Record extracts –
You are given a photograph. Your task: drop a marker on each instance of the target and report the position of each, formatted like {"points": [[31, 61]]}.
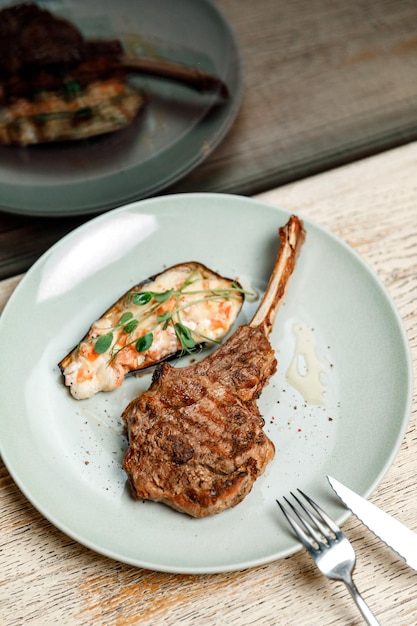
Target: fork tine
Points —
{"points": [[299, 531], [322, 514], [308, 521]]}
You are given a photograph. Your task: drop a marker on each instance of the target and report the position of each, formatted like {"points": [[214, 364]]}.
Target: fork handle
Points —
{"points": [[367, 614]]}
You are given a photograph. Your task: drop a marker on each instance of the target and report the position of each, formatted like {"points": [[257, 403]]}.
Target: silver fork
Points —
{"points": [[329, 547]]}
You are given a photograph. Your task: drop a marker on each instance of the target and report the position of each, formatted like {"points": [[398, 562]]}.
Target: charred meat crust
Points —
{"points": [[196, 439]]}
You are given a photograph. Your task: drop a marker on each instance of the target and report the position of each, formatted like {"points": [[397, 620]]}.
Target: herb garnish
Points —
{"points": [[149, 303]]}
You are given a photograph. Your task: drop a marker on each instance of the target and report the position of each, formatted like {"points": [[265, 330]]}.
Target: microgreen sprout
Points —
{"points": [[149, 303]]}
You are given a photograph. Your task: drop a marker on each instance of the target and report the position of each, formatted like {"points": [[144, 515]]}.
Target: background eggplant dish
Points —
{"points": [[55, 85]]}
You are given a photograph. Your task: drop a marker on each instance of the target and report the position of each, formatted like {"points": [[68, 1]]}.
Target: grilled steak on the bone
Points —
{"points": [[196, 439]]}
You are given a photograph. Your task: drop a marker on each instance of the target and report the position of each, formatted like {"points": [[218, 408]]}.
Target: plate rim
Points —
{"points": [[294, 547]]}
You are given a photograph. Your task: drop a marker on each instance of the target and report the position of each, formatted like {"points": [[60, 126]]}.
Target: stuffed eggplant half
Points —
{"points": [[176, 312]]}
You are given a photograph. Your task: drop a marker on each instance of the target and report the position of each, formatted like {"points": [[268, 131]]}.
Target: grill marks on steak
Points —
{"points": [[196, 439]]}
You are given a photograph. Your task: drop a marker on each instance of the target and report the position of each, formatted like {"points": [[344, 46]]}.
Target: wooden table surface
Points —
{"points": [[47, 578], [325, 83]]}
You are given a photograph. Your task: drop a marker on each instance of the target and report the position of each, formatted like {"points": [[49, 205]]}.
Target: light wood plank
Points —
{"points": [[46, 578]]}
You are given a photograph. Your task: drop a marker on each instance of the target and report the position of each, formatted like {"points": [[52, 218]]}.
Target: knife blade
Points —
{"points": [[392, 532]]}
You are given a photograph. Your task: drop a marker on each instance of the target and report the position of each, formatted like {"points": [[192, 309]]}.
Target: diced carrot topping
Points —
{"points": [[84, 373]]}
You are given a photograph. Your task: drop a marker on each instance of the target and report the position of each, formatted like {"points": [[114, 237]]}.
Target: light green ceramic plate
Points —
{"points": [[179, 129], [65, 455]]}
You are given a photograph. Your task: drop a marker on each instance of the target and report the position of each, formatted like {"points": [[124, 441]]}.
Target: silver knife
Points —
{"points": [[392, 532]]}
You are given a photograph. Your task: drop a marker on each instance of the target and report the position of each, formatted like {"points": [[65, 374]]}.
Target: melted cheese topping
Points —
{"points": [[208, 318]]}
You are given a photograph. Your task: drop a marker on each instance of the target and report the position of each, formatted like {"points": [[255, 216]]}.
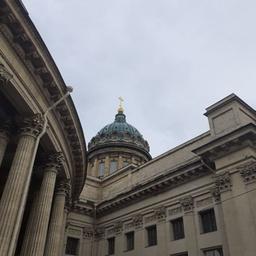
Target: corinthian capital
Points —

What the task asks –
From the first line of the material to the last, retype everything exactly except the images.

Result of the exercise –
You are given a photograph. Your task: drop a marker on each instance of the target and report the position of each, formatted like {"points": [[31, 61]]}.
Target: fork tine
Points —
{"points": [[299, 531], [322, 514], [308, 521]]}
You are given a photograph. Your task: drop a marker on each instance of the target and report the position of each, formatted like {"points": [[214, 364]]}.
Target: fork handle
Points —
{"points": [[367, 614]]}
You are given a photograph. Your task: drop a marker on each instance of the target and report the position of each, formatted like {"points": [[257, 403]]}.
Target: silver fork
Points —
{"points": [[329, 547]]}
You are given a photograph. Your task: drop a marker on each instance of the target and report the position of each, formatted like {"points": [[398, 562]]}.
Target: charred meat crust
Points —
{"points": [[196, 439]]}
You are given a photograph. Your task: drop a marker on each instance of the target and report the position of each, formatted like {"points": [[397, 620]]}.
Target: herb garnish
Points —
{"points": [[149, 303]]}
You are given a photograph. Your task: drop a marker on each instance of the target and report the position of each, formatted like {"points": [[265, 330]]}.
Target: microgreen sprout
Points —
{"points": [[149, 303]]}
You are given a photograph. Your task: drop a marker on each instance of the target and report the position of each, formatted like {"points": [[144, 515]]}.
Target: background eggplant dish
Points —
{"points": [[55, 85]]}
You are given a photograph. Your task: drop a marker on each instance of the target and report the position of each, formatted like {"points": [[68, 1]]}.
Target: grilled steak on the bone
Points —
{"points": [[196, 439]]}
You are given a photograph. Your task: drop a marker on each instance of the target and report the position of each, formatted like {"points": [[218, 408]]}.
Target: plate rim
Points —
{"points": [[294, 547]]}
You are given a photograph. Your task: drop a marker on each instance of the target and report the position of each, formatted like {"points": [[60, 126]]}.
Target: stuffed eggplant half
Points —
{"points": [[176, 312]]}
You are given a photograph. Your task: drop a marker on each instance of the target and report the position of each, formatted like {"points": [[268, 131]]}.
Target: grill marks on steak
Points —
{"points": [[196, 439]]}
You are given a photograph. Your task: drop a marker on each instance of the target and report the position of each, formatted like {"points": [[344, 46]]}.
Target: wooden table surface
Points —
{"points": [[47, 578], [325, 83]]}
You are given a photograph. Your task: drop a marker on each instance of the target and report the position of each, formatted like {"points": [[49, 205]]}.
Target: light wood plank
Points —
{"points": [[46, 578]]}
You are given a photograph. Your task: drop a marker on each instance of the target and report the position of each, formatted like {"points": [[52, 218]]}.
Target: knife blade
Points —
{"points": [[392, 532]]}
You are given a photograph. Your task: drop a marker on each instance of the target and report the position of each, formatted like {"points": [[192, 309]]}.
Target: diced carrot topping
Points —
{"points": [[84, 373]]}
You are given a photograph. Your task: drop a marker on each instance of the target and report the position of each, formatted like {"points": [[114, 237]]}.
Target: light green ceramic plate
Points —
{"points": [[179, 129], [65, 455]]}
You are given a photograph. Your task: drop a marker on each instance of the target and report the position of each, formatted like {"points": [[124, 441]]}.
Target: silver knife
Points —
{"points": [[392, 532]]}
You are given a photograph. Your task: drop a marker on each instance of the target and report the position of each, formatted like {"points": [[65, 374]]}.
Target: melted cheese topping
Points —
{"points": [[208, 318]]}
You are given a photograph. Your task: drop a marker on each instance of the target and report the position of each, formatted like {"points": [[255, 216]]}.
Target: corinthian capital
Points —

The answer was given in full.